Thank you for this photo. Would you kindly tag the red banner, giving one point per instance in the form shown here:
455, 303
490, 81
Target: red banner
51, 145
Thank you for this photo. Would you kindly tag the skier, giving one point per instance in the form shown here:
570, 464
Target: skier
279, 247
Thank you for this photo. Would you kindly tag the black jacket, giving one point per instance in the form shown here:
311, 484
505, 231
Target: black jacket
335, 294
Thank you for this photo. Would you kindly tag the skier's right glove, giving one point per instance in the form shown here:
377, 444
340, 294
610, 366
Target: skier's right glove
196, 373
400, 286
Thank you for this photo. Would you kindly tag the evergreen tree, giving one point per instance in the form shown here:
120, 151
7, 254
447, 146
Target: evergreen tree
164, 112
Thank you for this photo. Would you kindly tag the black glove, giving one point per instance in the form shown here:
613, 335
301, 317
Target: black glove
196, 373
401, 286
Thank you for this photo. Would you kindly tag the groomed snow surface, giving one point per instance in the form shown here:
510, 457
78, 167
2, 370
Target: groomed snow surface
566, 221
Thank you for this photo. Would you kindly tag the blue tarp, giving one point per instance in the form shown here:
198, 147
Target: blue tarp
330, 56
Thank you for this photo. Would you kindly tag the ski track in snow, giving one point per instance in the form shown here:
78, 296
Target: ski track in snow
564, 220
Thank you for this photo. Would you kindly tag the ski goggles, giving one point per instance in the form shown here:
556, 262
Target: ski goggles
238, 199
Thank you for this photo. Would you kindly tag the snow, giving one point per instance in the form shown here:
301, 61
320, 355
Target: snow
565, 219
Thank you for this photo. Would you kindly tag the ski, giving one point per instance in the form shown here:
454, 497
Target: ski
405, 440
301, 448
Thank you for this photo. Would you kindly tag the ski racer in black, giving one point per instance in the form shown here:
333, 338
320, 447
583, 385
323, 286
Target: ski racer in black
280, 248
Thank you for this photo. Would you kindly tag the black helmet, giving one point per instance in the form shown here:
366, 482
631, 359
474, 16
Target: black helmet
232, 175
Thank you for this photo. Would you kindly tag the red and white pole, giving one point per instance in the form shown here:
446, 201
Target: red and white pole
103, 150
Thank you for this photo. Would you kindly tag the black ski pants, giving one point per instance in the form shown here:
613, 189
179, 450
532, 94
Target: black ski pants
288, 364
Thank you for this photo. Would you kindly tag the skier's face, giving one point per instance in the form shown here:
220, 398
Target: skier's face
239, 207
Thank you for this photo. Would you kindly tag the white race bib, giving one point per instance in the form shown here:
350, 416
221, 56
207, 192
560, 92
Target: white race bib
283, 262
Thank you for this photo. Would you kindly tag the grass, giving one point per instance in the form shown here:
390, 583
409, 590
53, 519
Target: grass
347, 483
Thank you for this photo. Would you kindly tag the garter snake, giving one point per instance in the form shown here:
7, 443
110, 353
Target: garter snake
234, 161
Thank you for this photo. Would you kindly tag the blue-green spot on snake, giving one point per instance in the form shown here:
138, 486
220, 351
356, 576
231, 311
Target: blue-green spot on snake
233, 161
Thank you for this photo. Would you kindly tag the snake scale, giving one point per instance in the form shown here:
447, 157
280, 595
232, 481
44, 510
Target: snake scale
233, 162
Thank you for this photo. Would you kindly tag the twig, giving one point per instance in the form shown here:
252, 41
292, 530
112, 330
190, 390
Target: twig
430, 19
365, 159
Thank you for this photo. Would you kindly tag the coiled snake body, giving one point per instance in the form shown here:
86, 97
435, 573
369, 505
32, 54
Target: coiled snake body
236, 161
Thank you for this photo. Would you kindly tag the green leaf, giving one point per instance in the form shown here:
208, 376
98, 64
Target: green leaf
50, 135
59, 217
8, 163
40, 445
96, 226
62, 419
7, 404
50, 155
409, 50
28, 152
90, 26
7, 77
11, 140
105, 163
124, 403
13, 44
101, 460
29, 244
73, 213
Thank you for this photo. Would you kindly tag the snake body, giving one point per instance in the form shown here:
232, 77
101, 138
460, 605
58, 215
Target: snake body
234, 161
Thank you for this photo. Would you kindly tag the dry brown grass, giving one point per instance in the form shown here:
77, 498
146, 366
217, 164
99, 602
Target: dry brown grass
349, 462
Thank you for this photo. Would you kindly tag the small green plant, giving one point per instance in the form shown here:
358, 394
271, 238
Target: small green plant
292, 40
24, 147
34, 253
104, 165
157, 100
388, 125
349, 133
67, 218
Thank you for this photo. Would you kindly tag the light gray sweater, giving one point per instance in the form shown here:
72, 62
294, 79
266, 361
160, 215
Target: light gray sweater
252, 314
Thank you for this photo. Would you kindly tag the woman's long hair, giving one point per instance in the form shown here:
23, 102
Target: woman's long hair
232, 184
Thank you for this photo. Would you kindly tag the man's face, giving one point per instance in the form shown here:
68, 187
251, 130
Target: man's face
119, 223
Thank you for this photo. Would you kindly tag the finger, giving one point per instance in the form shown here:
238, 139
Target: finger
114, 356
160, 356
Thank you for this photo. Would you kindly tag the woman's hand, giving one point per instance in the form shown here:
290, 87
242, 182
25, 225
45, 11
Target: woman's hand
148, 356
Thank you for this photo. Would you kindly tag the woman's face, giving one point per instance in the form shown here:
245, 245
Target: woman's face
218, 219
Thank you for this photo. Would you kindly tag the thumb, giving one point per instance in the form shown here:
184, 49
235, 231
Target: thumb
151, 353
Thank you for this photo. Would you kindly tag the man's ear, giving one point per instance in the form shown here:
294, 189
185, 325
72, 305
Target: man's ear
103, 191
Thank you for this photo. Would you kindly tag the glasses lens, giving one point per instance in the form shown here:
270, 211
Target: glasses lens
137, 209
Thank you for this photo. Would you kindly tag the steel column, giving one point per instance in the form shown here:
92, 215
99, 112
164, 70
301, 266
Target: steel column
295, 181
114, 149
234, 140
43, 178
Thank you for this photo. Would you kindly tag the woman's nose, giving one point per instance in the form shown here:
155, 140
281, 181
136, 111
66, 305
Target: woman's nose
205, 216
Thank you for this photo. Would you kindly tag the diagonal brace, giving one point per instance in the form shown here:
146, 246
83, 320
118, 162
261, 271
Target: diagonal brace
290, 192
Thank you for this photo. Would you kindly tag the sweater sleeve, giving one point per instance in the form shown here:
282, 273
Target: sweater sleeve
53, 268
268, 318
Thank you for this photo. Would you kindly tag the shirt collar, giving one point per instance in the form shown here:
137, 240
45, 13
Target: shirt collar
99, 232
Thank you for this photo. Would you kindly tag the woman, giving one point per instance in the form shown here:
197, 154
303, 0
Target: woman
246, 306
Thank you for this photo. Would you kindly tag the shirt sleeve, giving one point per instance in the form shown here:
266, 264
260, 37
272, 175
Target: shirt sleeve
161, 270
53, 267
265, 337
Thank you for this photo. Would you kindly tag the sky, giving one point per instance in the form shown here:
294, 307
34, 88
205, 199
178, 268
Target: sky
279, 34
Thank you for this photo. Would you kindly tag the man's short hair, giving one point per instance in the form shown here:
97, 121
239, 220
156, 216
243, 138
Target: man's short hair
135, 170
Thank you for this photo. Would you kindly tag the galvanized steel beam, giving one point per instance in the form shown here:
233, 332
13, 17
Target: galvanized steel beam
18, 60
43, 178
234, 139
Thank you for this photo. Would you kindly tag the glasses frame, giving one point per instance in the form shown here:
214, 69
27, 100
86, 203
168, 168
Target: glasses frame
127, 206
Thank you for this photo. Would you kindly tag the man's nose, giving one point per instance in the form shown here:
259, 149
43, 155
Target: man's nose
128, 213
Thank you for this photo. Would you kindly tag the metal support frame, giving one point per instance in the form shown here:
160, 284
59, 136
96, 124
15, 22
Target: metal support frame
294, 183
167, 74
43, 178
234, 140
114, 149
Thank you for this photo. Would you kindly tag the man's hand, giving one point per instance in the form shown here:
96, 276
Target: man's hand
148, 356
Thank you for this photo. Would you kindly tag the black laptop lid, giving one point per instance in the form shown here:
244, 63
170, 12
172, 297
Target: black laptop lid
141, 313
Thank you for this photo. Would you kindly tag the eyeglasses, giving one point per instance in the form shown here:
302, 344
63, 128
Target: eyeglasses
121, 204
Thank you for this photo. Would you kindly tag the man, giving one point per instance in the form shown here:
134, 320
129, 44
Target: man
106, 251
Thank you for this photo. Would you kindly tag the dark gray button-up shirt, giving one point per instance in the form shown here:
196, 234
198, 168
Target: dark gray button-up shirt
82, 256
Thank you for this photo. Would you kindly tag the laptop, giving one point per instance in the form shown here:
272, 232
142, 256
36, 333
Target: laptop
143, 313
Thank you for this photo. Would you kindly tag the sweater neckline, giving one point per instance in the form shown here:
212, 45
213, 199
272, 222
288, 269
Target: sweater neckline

☆ ☆ ☆

REQUIREMENTS »
Rewrite the lines from the one containing "sweater neckline, giving" through the last line, with "sweater neckline" replaced by "sweater collar" and everything else unchanged.

REPLY TO THE TASK »
Thank you for this photo. Would you kindly tag the sweater collar, giving one point per instance in the form shown here:
212, 45
213, 199
272, 222
288, 269
Target: sweater collar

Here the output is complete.